- **Activity**: The expected result is every entry, retyped character for character.

(Stored data entries)
++++++++++++++++++++
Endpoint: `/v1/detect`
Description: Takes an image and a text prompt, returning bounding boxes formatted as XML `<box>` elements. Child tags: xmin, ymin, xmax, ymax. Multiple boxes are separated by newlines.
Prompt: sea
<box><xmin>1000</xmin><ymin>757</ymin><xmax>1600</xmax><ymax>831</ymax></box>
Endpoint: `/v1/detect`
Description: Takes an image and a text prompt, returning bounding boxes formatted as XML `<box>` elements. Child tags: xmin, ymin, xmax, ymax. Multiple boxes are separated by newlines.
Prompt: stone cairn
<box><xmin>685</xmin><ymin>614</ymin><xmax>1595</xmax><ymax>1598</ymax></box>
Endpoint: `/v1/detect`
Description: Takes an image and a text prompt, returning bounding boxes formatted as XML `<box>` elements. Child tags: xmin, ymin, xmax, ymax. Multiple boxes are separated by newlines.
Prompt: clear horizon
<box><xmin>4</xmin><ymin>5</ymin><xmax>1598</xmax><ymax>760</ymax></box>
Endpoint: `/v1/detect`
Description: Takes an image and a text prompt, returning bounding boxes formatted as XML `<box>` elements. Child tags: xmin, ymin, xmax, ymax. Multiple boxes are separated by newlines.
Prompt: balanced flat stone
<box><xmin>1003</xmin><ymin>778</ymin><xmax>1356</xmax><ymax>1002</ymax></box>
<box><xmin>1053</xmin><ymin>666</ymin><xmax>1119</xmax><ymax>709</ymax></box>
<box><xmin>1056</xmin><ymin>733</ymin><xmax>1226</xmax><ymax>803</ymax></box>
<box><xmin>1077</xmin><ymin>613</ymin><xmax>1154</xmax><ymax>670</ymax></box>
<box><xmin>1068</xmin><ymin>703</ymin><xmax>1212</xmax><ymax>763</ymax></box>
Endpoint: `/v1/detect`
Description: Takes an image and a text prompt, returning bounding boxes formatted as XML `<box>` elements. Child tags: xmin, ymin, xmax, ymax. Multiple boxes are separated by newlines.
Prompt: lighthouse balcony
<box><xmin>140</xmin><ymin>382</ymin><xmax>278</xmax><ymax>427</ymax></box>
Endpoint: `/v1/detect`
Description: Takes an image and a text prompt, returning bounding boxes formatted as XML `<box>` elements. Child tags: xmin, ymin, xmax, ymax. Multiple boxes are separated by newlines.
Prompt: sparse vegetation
++++++++++++++++++++
- **Exercise solution**:
Endpoint: `/v1/detect`
Description: Takes an image and a text prompt, returning bounding boxes formatted as XML `<box>` elements. Child tags: xmin, ymin, xmax, ymax. Multiple boxes are separated by newlines.
Prompt: sea
<box><xmin>1000</xmin><ymin>757</ymin><xmax>1600</xmax><ymax>831</ymax></box>
Endpoint: `/v1/detect`
Description: Takes an image and a text prompt, returning bounding boxes formatted as XML `<box>` elements. Child tags: xmin, ymin, xmax, ymax. Multiple boxes are separated by newlines.
Prompt: stone cairn
<box><xmin>685</xmin><ymin>614</ymin><xmax>1595</xmax><ymax>1598</ymax></box>
Endpoint: `/v1/detect`
Description: Takes an image and a text prompt, returning bounding boxes formatted as XML `<box>` elements. Child tags: xmin, ymin, xmax, ymax. Multiple boxes are separated by newlines.
Prompt: clear horizon
<box><xmin>4</xmin><ymin>5</ymin><xmax>1598</xmax><ymax>760</ymax></box>
Endpoint: `/v1/detect`
Description: Takes an image and a text prompt, returning bounding boxes formatted as XML `<box>` elements. Child tags: xmin, ymin, xmax, ymax. Multiple boxes are separated by newlines.
Prompt: balanced flat stone
<box><xmin>1003</xmin><ymin>778</ymin><xmax>1356</xmax><ymax>1002</ymax></box>
<box><xmin>1053</xmin><ymin>666</ymin><xmax>1119</xmax><ymax>709</ymax></box>
<box><xmin>1056</xmin><ymin>733</ymin><xmax>1226</xmax><ymax>803</ymax></box>
<box><xmin>1077</xmin><ymin>613</ymin><xmax>1154</xmax><ymax>670</ymax></box>
<box><xmin>1068</xmin><ymin>703</ymin><xmax>1212</xmax><ymax>763</ymax></box>
Endpoint: `/v1/detect`
Description: Takes an image and a text prompt, returning bounding boxes formatted as XML `<box>` elements. Child tags: xmin, ymin, xmax, ymax. Multiple boxes are separated by newlines.
Prompt: lighthouse balcony
<box><xmin>140</xmin><ymin>382</ymin><xmax>278</xmax><ymax>427</ymax></box>
Endpoint: `/v1/detect`
Description: Takes an image and a text prompt, returning bounding boxes formatted as XML `<box>` elements. Child tags: xmin, ymin, xmax, ymax. Multiple boxes are separated by newlines.
Prompt: sparse vegetation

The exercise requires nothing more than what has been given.